■ **PROBLEM DETAILS**
Set down, exactly as written, the lines from the top of the data to the line that holds "box: [343, 162, 381, 241]", and omit the pictures.

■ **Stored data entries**
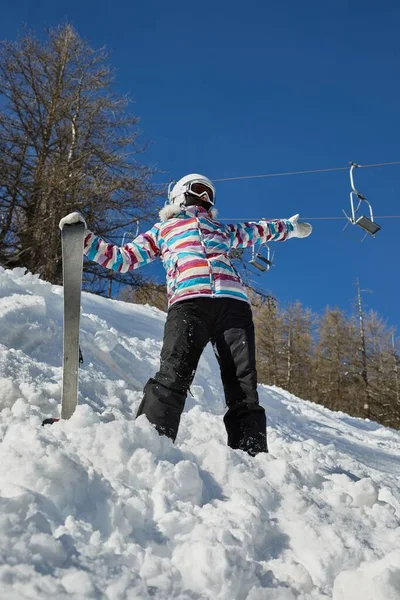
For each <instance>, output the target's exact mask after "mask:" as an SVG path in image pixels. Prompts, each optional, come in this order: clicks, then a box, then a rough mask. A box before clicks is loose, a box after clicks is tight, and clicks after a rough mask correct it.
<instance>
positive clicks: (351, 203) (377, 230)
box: [343, 162, 381, 241]
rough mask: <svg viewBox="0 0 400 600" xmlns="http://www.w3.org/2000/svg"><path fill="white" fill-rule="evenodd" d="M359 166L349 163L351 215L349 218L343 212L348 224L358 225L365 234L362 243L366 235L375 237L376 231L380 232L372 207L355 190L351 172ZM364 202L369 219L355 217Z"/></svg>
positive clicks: (357, 216)
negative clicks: (356, 202)
mask: <svg viewBox="0 0 400 600" xmlns="http://www.w3.org/2000/svg"><path fill="white" fill-rule="evenodd" d="M360 166H361V165H357V164H356V163H353V162H351V163H350V184H351V192H350V206H351V215H350V216H349V215H348V214H347V213H346V211H345V210H343V212H344V214H345V216H346V218H347V219H348V221H349V223H351V224H352V225H359V226H360V227H361V229H363V230H364V231H365V232H366V234H365V236H364V237H363V241H364V239H365V238H366V236H367V234H369V235H372V236H375V234H376V233H378V231H379V230H380V228H381V227H380V225H378V224H377V223H375V221H374V215H373V212H372V206H371V203H370V202H369V200H368V199H367V198H366V197H365V196H364V195H363V194H361V193H360V192H359V191H358V190H357V188H356V187H355V185H354V175H353V171H354V169H357V168H358V167H360ZM356 199H357V200H358V204H357V206H356V208H354V204H355V202H357V200H356ZM362 202H365V203H366V204H367V205H368V209H369V217H366V216H365V215H360V216H357V213H358V211H359V209H360V206H361V203H362ZM349 223H346V225H345V226H344V229H346V227H347V225H348V224H349Z"/></svg>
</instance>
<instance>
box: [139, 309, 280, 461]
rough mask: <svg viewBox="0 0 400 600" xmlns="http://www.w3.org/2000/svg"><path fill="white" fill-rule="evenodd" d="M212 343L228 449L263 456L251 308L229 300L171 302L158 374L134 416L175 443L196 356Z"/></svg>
mask: <svg viewBox="0 0 400 600" xmlns="http://www.w3.org/2000/svg"><path fill="white" fill-rule="evenodd" d="M209 341H211V342H212V345H213V348H214V352H215V355H216V357H217V360H218V363H219V366H220V369H221V378H222V383H223V387H224V393H225V400H226V404H227V408H228V410H227V412H226V414H225V416H224V423H225V428H226V431H227V434H228V445H229V446H230V447H231V448H239V449H240V450H245V451H246V452H248V453H249V454H251V455H255V454H257V453H259V452H267V451H268V450H267V433H266V416H265V411H264V409H263V408H262V407H261V406H260V405H259V401H258V393H257V372H256V361H255V337H254V325H253V318H252V312H251V308H250V306H249V305H248V304H247V303H246V302H243V301H242V300H235V299H233V298H232V299H231V298H194V299H192V300H182V301H181V302H178V303H176V304H174V305H173V306H172V307H171V308H170V309H169V311H168V316H167V320H166V323H165V329H164V340H163V347H162V350H161V357H160V370H159V371H158V373H156V375H155V376H154V377H153V378H151V379H150V380H149V381H148V382H147V384H146V386H145V389H144V397H143V400H142V402H141V404H140V406H139V409H138V412H137V415H136V416H137V417H138V416H139V415H142V414H144V415H146V417H147V418H148V420H149V421H150V422H151V423H153V424H154V425H155V427H156V429H157V430H158V432H159V433H160V434H163V435H167V436H168V437H170V438H172V439H173V440H175V438H176V435H177V433H178V427H179V421H180V417H181V414H182V411H183V409H184V406H185V400H186V395H187V391H188V389H189V386H190V384H191V383H192V381H193V378H194V375H195V372H196V368H197V365H198V362H199V359H200V356H201V354H202V352H203V350H204V348H205V346H206V345H207V343H208V342H209Z"/></svg>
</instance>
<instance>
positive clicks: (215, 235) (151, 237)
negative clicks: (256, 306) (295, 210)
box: [84, 206, 293, 306]
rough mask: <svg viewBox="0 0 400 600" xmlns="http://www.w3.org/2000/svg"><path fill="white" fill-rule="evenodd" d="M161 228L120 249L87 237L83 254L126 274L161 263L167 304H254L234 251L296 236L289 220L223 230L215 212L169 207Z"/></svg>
mask: <svg viewBox="0 0 400 600" xmlns="http://www.w3.org/2000/svg"><path fill="white" fill-rule="evenodd" d="M160 219H161V221H160V222H159V223H156V224H155V225H154V226H153V227H152V228H151V229H150V230H149V231H147V232H146V233H142V234H141V235H139V236H137V237H136V238H135V239H134V240H133V241H132V242H129V243H128V244H125V245H124V246H122V247H119V246H117V245H114V244H108V243H107V242H105V241H104V240H102V239H101V238H100V237H98V236H96V235H94V234H93V233H91V232H90V231H87V232H86V236H85V245H84V253H85V255H86V256H87V257H88V258H89V259H90V260H93V261H95V262H97V263H99V264H100V265H102V266H103V267H106V268H108V269H114V270H115V271H119V272H120V273H126V272H128V271H131V270H132V269H137V268H139V267H142V266H143V265H146V264H148V263H150V262H151V261H153V260H154V259H156V258H157V257H160V258H161V260H162V262H163V265H164V268H165V271H166V274H167V294H168V304H169V306H172V305H173V304H174V303H175V302H179V301H181V300H187V299H189V298H197V297H215V298H221V297H228V298H236V299H237V300H244V301H246V302H249V300H248V297H247V294H246V291H245V289H244V285H243V282H242V280H241V278H240V275H239V273H238V272H237V271H236V269H235V267H234V266H233V264H232V261H231V259H230V257H229V252H230V251H231V250H232V249H234V248H248V247H250V246H253V245H254V244H256V243H257V242H260V243H265V242H269V241H277V242H280V241H284V240H286V239H287V237H288V234H289V233H290V232H291V231H293V225H292V223H291V222H290V221H288V220H285V219H283V220H274V221H267V220H261V221H259V222H250V223H239V224H235V225H223V224H221V223H220V222H219V221H218V220H216V211H214V210H213V211H212V212H207V211H206V210H205V209H204V208H203V207H200V206H189V207H185V208H184V209H181V208H180V207H179V208H178V207H170V206H167V207H165V208H164V209H163V210H161V211H160Z"/></svg>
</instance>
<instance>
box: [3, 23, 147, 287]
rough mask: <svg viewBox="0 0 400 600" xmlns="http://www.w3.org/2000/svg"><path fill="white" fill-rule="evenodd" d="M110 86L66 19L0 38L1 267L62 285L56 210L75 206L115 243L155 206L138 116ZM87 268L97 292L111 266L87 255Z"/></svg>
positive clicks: (103, 49) (87, 273) (110, 86)
mask: <svg viewBox="0 0 400 600" xmlns="http://www.w3.org/2000/svg"><path fill="white" fill-rule="evenodd" d="M113 86H114V74H113V71H112V69H111V67H110V65H109V59H108V55H107V54H106V52H105V51H104V49H100V50H93V49H92V48H91V47H90V46H89V45H88V43H87V42H86V41H84V40H83V39H82V38H81V37H80V36H79V35H78V34H77V32H76V31H75V30H74V29H73V28H72V27H71V26H70V25H64V26H62V27H58V28H56V29H51V30H49V31H48V35H47V38H46V40H45V41H40V40H38V39H37V38H36V37H35V36H34V35H33V34H31V33H25V34H24V35H23V36H22V37H21V38H20V39H19V40H18V41H16V42H2V43H1V44H0V211H1V220H0V262H1V264H2V265H4V266H6V267H14V266H24V267H26V268H27V269H28V270H30V271H31V272H33V273H39V274H40V275H41V276H42V277H43V278H44V279H47V280H49V281H52V282H53V283H59V282H60V281H61V256H60V254H61V247H60V235H59V230H58V222H59V219H60V218H61V217H62V216H64V215H65V214H67V213H68V212H71V211H74V210H78V211H80V212H81V213H83V214H84V216H85V218H86V221H87V223H88V226H89V228H91V229H93V231H95V232H96V233H99V235H102V236H103V237H105V238H106V239H108V240H109V241H112V240H113V239H115V240H120V239H121V237H122V232H123V231H124V230H127V229H128V230H129V228H130V227H131V226H132V225H133V223H134V222H135V221H136V220H137V219H138V218H141V219H143V218H146V217H147V216H149V215H150V214H151V213H153V211H154V207H153V199H154V196H155V192H154V189H153V188H152V186H151V184H150V178H151V176H152V174H153V170H152V168H150V167H146V166H144V165H142V164H141V162H140V155H141V153H142V151H143V148H142V147H141V146H140V145H139V144H138V131H137V123H138V119H137V117H135V116H132V115H131V114H130V112H129V110H128V109H129V99H128V98H127V97H122V96H119V95H117V94H116V93H115V92H114V87H113ZM85 271H86V275H85V280H86V282H87V283H89V282H91V283H92V284H94V285H95V287H97V289H96V291H103V292H104V290H105V289H106V287H107V285H108V277H109V274H108V272H107V271H105V270H104V269H103V270H102V269H101V268H99V267H98V265H94V264H91V263H86V265H85ZM112 277H113V278H114V279H115V280H116V281H119V282H124V283H127V282H130V283H133V284H135V283H137V282H138V280H140V277H138V276H137V275H132V274H128V275H125V276H122V275H120V274H118V273H113V274H112Z"/></svg>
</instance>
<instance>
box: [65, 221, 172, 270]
mask: <svg viewBox="0 0 400 600" xmlns="http://www.w3.org/2000/svg"><path fill="white" fill-rule="evenodd" d="M79 221H81V222H83V223H85V220H84V219H83V217H82V215H80V214H79V213H71V214H70V215H67V216H66V217H64V218H63V219H61V221H60V229H62V228H63V226H64V225H67V224H71V223H77V222H79ZM85 225H86V223H85ZM158 231H159V230H158V227H157V225H154V227H152V228H151V229H150V230H149V231H146V233H142V234H141V235H138V236H137V237H136V238H135V239H134V240H133V241H132V242H129V243H128V244H125V245H124V246H117V245H116V244H109V243H107V242H106V241H105V240H103V239H102V238H100V237H99V236H97V235H95V234H94V233H92V232H91V231H89V230H88V229H86V232H85V242H84V247H83V253H84V254H85V255H86V256H87V257H88V258H89V259H90V260H93V261H94V262H97V263H99V264H100V265H102V266H103V267H106V268H107V269H113V270H114V271H118V272H119V273H127V272H128V271H132V270H133V269H138V268H139V267H142V266H143V265H146V264H148V263H150V262H152V261H153V260H154V259H155V258H157V256H159V255H160V249H159V246H158Z"/></svg>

■ **TASK SOLUTION**
For each <instance>, output the target's exact mask after "mask:" as an SVG path in image pixels. Prompts, each optional, come in this order: clicks, then a box, then a rough mask. A box before clicks is loose, a box after clicks is tight, and clicks after a rough mask correct it.
<instance>
positive clicks: (351, 203) (377, 230)
box: [343, 162, 381, 241]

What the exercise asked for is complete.